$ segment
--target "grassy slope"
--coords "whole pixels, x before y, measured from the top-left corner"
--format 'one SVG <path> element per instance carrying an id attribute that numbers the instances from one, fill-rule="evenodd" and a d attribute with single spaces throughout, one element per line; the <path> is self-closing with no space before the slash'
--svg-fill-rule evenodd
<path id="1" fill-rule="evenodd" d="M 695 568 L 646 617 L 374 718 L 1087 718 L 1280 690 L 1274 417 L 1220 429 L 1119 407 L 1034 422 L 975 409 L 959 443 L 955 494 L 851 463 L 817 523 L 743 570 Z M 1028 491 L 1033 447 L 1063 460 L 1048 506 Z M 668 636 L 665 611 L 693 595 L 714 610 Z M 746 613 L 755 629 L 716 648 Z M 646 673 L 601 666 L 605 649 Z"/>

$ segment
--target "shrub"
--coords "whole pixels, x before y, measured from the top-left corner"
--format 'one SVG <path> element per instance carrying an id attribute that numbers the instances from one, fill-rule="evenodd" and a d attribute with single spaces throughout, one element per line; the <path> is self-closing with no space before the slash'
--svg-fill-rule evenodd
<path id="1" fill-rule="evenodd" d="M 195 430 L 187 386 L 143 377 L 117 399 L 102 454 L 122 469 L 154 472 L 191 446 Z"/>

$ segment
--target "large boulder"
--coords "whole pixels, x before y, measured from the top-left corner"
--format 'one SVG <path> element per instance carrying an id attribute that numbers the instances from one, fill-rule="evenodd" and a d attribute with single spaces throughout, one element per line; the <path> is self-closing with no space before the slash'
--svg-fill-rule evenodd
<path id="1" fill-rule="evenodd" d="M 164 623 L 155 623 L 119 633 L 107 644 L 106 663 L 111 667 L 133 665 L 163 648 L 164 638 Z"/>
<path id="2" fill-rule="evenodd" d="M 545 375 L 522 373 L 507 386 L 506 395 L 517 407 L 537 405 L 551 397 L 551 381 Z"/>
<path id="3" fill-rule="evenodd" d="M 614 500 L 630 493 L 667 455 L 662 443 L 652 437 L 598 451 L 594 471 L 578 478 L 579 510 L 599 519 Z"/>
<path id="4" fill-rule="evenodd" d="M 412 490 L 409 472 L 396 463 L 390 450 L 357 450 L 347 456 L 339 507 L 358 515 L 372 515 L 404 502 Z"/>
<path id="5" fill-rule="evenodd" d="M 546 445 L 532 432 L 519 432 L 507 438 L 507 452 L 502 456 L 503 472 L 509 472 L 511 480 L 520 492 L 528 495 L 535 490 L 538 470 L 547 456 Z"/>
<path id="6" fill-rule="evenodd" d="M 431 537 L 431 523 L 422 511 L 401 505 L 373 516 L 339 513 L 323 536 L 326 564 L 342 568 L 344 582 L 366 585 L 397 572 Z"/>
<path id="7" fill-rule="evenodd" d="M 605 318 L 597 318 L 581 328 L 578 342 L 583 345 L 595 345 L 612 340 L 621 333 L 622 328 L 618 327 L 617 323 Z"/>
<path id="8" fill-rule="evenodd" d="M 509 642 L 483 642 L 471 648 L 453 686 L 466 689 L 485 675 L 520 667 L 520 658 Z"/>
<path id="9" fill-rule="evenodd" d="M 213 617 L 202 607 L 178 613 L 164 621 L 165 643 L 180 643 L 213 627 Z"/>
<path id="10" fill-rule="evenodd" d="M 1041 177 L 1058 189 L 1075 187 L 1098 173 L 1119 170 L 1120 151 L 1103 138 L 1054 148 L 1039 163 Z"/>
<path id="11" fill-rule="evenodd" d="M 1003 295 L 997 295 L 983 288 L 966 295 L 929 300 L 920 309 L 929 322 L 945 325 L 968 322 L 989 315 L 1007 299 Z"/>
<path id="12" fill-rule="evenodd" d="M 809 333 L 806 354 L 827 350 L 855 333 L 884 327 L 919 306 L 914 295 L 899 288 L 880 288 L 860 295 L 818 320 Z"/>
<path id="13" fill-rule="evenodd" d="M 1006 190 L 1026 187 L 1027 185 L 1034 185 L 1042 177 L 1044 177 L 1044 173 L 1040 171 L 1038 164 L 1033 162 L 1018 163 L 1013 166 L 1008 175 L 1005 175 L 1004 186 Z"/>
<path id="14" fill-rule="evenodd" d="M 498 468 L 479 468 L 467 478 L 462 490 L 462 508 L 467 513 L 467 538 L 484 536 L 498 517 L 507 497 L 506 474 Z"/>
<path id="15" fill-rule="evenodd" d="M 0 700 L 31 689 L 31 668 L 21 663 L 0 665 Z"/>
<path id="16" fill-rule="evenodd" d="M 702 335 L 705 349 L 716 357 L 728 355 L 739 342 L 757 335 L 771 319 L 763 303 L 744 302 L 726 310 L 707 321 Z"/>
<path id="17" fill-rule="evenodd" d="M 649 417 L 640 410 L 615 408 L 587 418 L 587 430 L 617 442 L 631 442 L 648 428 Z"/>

· · · · · · ·

§ Work to be completed
The records above need to be retyped in full, exactly as given.

§ Response to this exercise
$ segment
--target "grassy slope"
--coords "whole pixels, x before y, measured from the top-left corner"
--format 'one SVG <path> element per instance carrying an id attribute that numbers the instances from one, fill-rule="evenodd" and a d attribute with single spaces throughout, one element per line; the <path> is self-closing with no space before the slash'
--svg-fill-rule evenodd
<path id="1" fill-rule="evenodd" d="M 695 568 L 646 617 L 374 718 L 1087 718 L 1280 690 L 1274 417 L 1220 429 L 1119 407 L 1034 422 L 975 409 L 959 443 L 955 494 L 851 463 L 817 523 L 743 570 Z M 1028 491 L 1033 447 L 1063 460 L 1048 506 Z M 668 636 L 665 611 L 693 595 L 714 610 Z M 746 613 L 755 629 L 716 648 Z M 646 673 L 601 666 L 605 649 Z"/>

$ segment
--target "shrub"
--coords "whole pixels, x before y, measured from the top-left corner"
--format 'one SVG <path> element per instance carrying an id attribute that numbers the instances from one, fill-rule="evenodd" and a d attribute with single spaces throughout, one element per line; the <path> is self-closing with no space before the slash'
--svg-fill-rule evenodd
<path id="1" fill-rule="evenodd" d="M 195 430 L 187 386 L 143 377 L 117 399 L 102 454 L 122 469 L 154 472 L 191 446 Z"/>

$ segment
--target "large boulder"
--coords "whole pixels, x before y, measured from the top-left corner"
--format 'one SVG <path> element per instance carrying an id attribute that numbers the instances from one, fill-rule="evenodd" and a d attribute with single spaces throughout, one element per line; the <path> is self-closing with no space before the slash'
--svg-fill-rule evenodd
<path id="1" fill-rule="evenodd" d="M 164 623 L 155 623 L 119 633 L 107 644 L 106 663 L 111 667 L 133 665 L 163 648 L 164 638 Z"/>
<path id="2" fill-rule="evenodd" d="M 545 375 L 522 373 L 507 386 L 506 395 L 517 407 L 537 405 L 551 397 L 551 381 Z"/>
<path id="3" fill-rule="evenodd" d="M 614 500 L 630 493 L 667 455 L 662 443 L 652 437 L 598 451 L 594 471 L 578 478 L 579 510 L 599 519 Z"/>
<path id="4" fill-rule="evenodd" d="M 412 490 L 409 472 L 396 463 L 390 450 L 357 450 L 347 456 L 339 507 L 358 515 L 372 515 L 404 502 Z"/>
<path id="5" fill-rule="evenodd" d="M 546 445 L 532 432 L 519 432 L 507 438 L 507 452 L 502 456 L 503 472 L 509 472 L 511 480 L 520 492 L 528 495 L 535 490 L 538 470 L 547 456 Z"/>
<path id="6" fill-rule="evenodd" d="M 431 537 L 431 523 L 422 511 L 401 505 L 373 516 L 339 513 L 323 536 L 326 564 L 342 568 L 344 582 L 366 585 L 397 572 Z"/>
<path id="7" fill-rule="evenodd" d="M 605 318 L 597 318 L 581 328 L 578 342 L 583 345 L 595 345 L 612 340 L 621 333 L 622 328 L 618 327 L 617 323 Z"/>
<path id="8" fill-rule="evenodd" d="M 509 642 L 483 642 L 471 648 L 453 686 L 466 689 L 485 675 L 520 667 L 520 658 Z"/>
<path id="9" fill-rule="evenodd" d="M 213 617 L 202 607 L 178 613 L 164 621 L 165 643 L 180 643 L 213 627 Z"/>
<path id="10" fill-rule="evenodd" d="M 1041 177 L 1058 189 L 1075 187 L 1098 173 L 1119 170 L 1120 151 L 1103 138 L 1054 148 L 1039 163 Z"/>
<path id="11" fill-rule="evenodd" d="M 1003 295 L 997 295 L 983 288 L 966 295 L 929 300 L 920 309 L 929 322 L 945 325 L 968 322 L 989 315 L 1007 299 Z"/>
<path id="12" fill-rule="evenodd" d="M 809 333 L 806 354 L 827 350 L 855 333 L 884 327 L 919 306 L 914 295 L 899 288 L 880 288 L 860 295 L 818 320 Z"/>
<path id="13" fill-rule="evenodd" d="M 1006 190 L 1026 187 L 1027 185 L 1034 185 L 1042 177 L 1044 177 L 1044 173 L 1040 171 L 1038 164 L 1033 162 L 1018 163 L 1013 166 L 1008 175 L 1005 175 L 1004 186 Z"/>
<path id="14" fill-rule="evenodd" d="M 498 468 L 479 468 L 467 478 L 462 490 L 462 508 L 467 513 L 467 538 L 484 536 L 498 517 L 507 497 L 506 474 Z"/>
<path id="15" fill-rule="evenodd" d="M 0 700 L 31 689 L 31 668 L 21 663 L 0 665 Z"/>
<path id="16" fill-rule="evenodd" d="M 702 335 L 705 349 L 716 357 L 728 355 L 739 342 L 757 335 L 771 319 L 763 303 L 744 302 L 726 310 L 707 321 Z"/>
<path id="17" fill-rule="evenodd" d="M 649 417 L 640 410 L 615 408 L 587 418 L 587 430 L 617 442 L 631 442 L 648 428 Z"/>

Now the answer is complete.